What this task involves: Render the part of the listing below that opens with the line containing "Locate all instances of tree trunk" and closes with the line containing "[288,253,356,290]" as a JSON list of strings, one string per line, leaving out blank lines. Include both of those lines and nothing outside them.

Provided data:

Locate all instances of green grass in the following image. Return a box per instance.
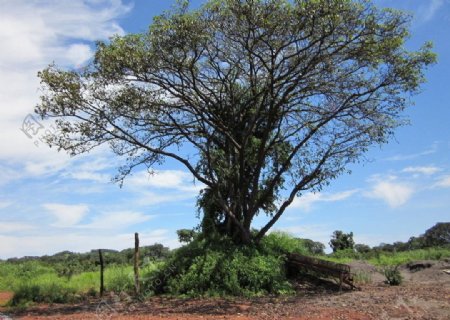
[320,248,450,267]
[368,248,450,266]
[0,261,142,306]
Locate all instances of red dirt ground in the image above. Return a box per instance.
[0,261,450,320]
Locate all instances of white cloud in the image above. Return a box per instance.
[78,211,155,229]
[434,176,450,188]
[289,189,358,211]
[0,221,35,234]
[366,179,414,208]
[384,142,438,161]
[0,0,130,168]
[402,166,441,176]
[125,170,204,193]
[0,229,171,259]
[42,203,89,228]
[273,225,333,245]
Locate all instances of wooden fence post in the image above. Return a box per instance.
[134,232,140,295]
[98,249,105,297]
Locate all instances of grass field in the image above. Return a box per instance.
[0,248,450,306]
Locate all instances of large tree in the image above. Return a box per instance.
[36,0,435,243]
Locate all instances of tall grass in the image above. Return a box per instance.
[322,247,450,266]
[368,248,450,266]
[0,261,142,305]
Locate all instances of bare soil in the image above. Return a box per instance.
[0,261,450,320]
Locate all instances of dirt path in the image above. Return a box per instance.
[0,265,450,320]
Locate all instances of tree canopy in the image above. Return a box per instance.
[329,230,355,252]
[36,0,435,243]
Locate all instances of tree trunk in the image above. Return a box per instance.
[134,232,140,296]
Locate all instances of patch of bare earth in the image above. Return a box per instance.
[0,262,450,320]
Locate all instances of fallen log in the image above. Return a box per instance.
[287,253,356,290]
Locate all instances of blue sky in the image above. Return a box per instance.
[0,0,450,258]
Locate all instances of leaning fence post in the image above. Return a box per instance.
[98,249,105,297]
[134,232,140,295]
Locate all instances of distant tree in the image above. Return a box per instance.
[354,243,371,253]
[423,222,450,247]
[177,229,196,243]
[408,236,426,250]
[329,230,355,252]
[299,239,325,255]
[36,0,435,244]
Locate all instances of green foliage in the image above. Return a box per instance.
[368,248,450,266]
[383,265,403,286]
[36,0,435,245]
[145,232,307,296]
[260,231,310,257]
[11,283,81,306]
[329,230,355,252]
[423,222,450,247]
[177,229,196,243]
[105,266,134,292]
[355,243,370,253]
[353,271,372,284]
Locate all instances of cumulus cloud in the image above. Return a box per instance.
[125,170,204,193]
[402,166,441,176]
[0,229,171,259]
[0,0,131,168]
[79,211,155,229]
[434,176,450,188]
[384,142,438,161]
[0,221,36,234]
[290,189,358,211]
[366,179,414,208]
[42,203,89,228]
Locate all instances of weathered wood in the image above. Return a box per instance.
[98,249,105,297]
[134,232,140,295]
[288,253,356,290]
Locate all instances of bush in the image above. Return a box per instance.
[144,233,305,296]
[383,265,403,286]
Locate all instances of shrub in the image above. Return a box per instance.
[144,232,305,296]
[383,265,403,286]
[353,271,372,284]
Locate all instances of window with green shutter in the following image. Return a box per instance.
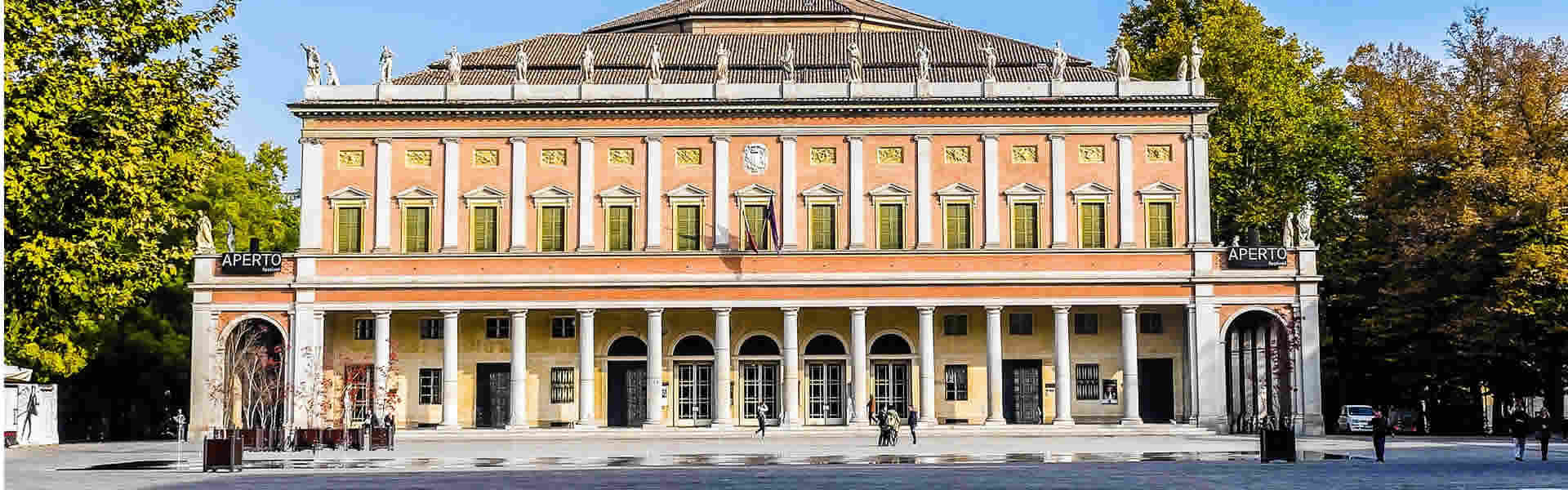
[1147,203,1176,248]
[539,206,566,252]
[1013,203,1040,248]
[1079,203,1106,248]
[811,204,839,250]
[470,206,496,252]
[740,204,770,250]
[676,206,702,250]
[876,204,903,250]
[337,207,363,253]
[946,204,969,248]
[403,207,430,253]
[605,206,632,252]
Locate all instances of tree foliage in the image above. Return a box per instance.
[5,0,238,378]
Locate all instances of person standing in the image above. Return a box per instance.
[1508,408,1530,461]
[1372,412,1389,463]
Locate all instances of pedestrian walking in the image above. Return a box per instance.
[1508,408,1530,461]
[1372,412,1389,463]
[755,403,768,439]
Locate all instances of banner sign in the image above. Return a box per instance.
[218,252,284,275]
[1225,247,1290,269]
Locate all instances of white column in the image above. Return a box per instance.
[300,138,324,252]
[508,136,528,252]
[985,306,1007,425]
[506,310,528,430]
[441,310,460,429]
[779,308,804,427]
[914,135,936,250]
[372,138,392,252]
[370,310,392,416]
[643,136,665,252]
[714,136,729,250]
[980,135,1002,246]
[850,306,871,425]
[441,138,462,252]
[1116,135,1138,248]
[915,306,936,424]
[643,308,665,427]
[577,136,595,252]
[1121,305,1143,425]
[1050,135,1068,246]
[777,136,800,251]
[844,136,866,250]
[577,308,599,429]
[1050,306,1077,425]
[714,306,735,425]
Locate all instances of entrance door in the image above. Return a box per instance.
[806,361,844,425]
[605,361,648,427]
[1138,358,1176,424]
[676,361,714,427]
[474,363,511,427]
[740,361,781,424]
[872,359,910,416]
[1002,359,1045,424]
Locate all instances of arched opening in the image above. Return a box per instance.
[740,335,779,355]
[1225,311,1295,434]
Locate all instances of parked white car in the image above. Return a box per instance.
[1339,405,1377,434]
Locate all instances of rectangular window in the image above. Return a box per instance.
[550,317,577,339]
[1074,364,1099,400]
[550,368,577,403]
[1079,203,1106,248]
[484,317,511,339]
[942,364,969,402]
[676,206,702,250]
[1147,203,1176,248]
[539,206,566,252]
[946,204,969,248]
[811,204,839,250]
[337,207,363,253]
[942,314,969,335]
[1007,313,1035,335]
[472,206,497,252]
[740,204,772,250]
[605,206,632,252]
[403,207,430,253]
[1138,313,1165,335]
[876,204,903,250]
[419,368,441,405]
[419,318,447,339]
[1013,203,1040,248]
[354,318,376,341]
[1072,313,1099,335]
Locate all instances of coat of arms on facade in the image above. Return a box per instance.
[740,143,768,176]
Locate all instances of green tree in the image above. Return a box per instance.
[5,0,238,377]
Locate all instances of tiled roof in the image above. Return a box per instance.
[392,30,1115,85]
[586,0,951,33]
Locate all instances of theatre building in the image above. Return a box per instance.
[191,0,1323,434]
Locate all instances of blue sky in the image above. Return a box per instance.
[220,0,1568,189]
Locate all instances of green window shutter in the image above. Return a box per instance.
[876,204,903,250]
[337,207,361,253]
[811,204,837,250]
[676,206,702,250]
[608,206,632,252]
[1013,204,1040,248]
[1079,203,1106,248]
[474,206,496,252]
[946,204,969,248]
[1149,203,1176,248]
[539,206,566,252]
[403,207,430,253]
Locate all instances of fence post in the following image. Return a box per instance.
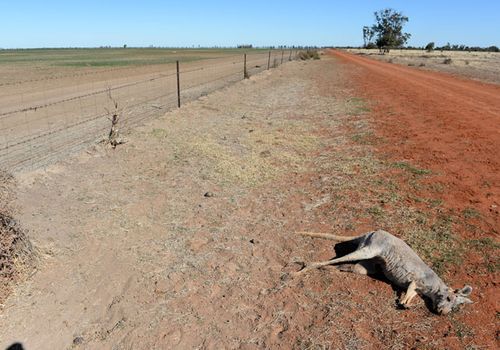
[243,54,248,79]
[175,61,181,108]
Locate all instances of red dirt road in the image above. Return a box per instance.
[331,51,500,238]
[330,51,500,344]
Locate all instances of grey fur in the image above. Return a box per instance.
[297,230,472,314]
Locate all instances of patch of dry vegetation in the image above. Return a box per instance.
[0,171,34,304]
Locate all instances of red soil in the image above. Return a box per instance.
[332,51,500,237]
[329,50,500,348]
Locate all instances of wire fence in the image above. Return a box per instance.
[0,50,298,172]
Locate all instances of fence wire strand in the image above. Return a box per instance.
[0,50,297,172]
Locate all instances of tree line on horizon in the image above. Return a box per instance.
[363,8,500,53]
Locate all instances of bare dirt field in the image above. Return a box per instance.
[347,49,500,84]
[0,53,499,349]
[0,49,278,171]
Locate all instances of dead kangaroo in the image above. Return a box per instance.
[295,230,472,314]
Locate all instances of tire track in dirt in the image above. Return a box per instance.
[330,51,500,348]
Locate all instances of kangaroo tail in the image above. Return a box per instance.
[297,232,359,242]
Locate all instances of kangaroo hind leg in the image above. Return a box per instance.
[299,247,377,273]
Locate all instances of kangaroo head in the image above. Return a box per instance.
[436,285,472,315]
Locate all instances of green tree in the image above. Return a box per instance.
[363,26,375,48]
[371,8,411,52]
[425,41,436,52]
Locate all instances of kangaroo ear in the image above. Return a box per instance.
[455,296,474,305]
[456,284,472,297]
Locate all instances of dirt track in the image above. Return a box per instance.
[333,51,500,236]
[0,57,496,349]
[330,51,500,348]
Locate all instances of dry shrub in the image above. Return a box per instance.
[0,170,34,303]
[299,50,319,61]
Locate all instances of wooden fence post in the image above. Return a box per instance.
[243,54,248,79]
[176,61,181,108]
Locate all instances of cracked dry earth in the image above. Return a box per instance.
[0,57,492,349]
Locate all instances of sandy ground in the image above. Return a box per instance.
[0,57,498,349]
[0,53,274,171]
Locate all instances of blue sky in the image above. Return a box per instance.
[0,0,500,48]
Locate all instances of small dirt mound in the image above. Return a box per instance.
[0,171,34,304]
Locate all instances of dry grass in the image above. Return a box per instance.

Solved problem:
[
  "Locate all instances of tree trunk in the image above. Return a box per instance.",
  "[134,232,140,296]",
  "Locate all instances of patch of bare earth in the image above. Return a box per instance.",
  "[0,262,450,320]",
  "Locate all instances of fallen log in the image above. Return a box per instance.",
  "[287,253,356,290]",
  "Locate all instances of blue sky in the image above. Return a box per instance.",
  "[0,0,450,258]",
  "Locate all instances of leaning fence post in the image above. Return a box per instance.",
  "[98,249,105,297]",
  "[134,232,140,295]",
  "Locate all instances of distant tree in the image above. Return a box per instance.",
  "[354,243,371,253]",
  "[423,222,450,247]",
  "[177,229,196,243]",
  "[408,236,426,250]",
  "[329,230,355,252]",
  "[299,239,325,255]",
  "[36,0,435,244]",
  "Locate all instances of green foliage in the image above. Return a box per instance.",
  "[368,248,450,266]",
  "[383,265,403,286]",
  "[36,0,435,245]",
  "[145,232,307,296]",
  "[260,231,310,257]",
  "[11,283,81,306]",
  "[329,230,355,252]",
  "[423,222,450,247]",
  "[177,229,196,243]",
  "[105,266,134,292]",
  "[355,243,370,253]",
  "[353,271,372,284]",
  "Locate all instances of cumulus cloud in the image above. Return a box per instance.",
  "[125,170,204,193]",
  "[402,166,441,176]",
  "[0,229,171,259]",
  "[0,0,131,168]",
  "[79,211,155,229]",
  "[434,176,450,188]",
  "[384,142,438,161]",
  "[0,221,36,234]",
  "[290,189,358,211]",
  "[366,179,414,208]",
  "[42,203,89,228]",
  "Locate all instances of weathered wood in the image above. Return a box per instance.",
  "[98,249,105,297]",
  "[134,232,140,295]",
  "[288,253,356,290]"
]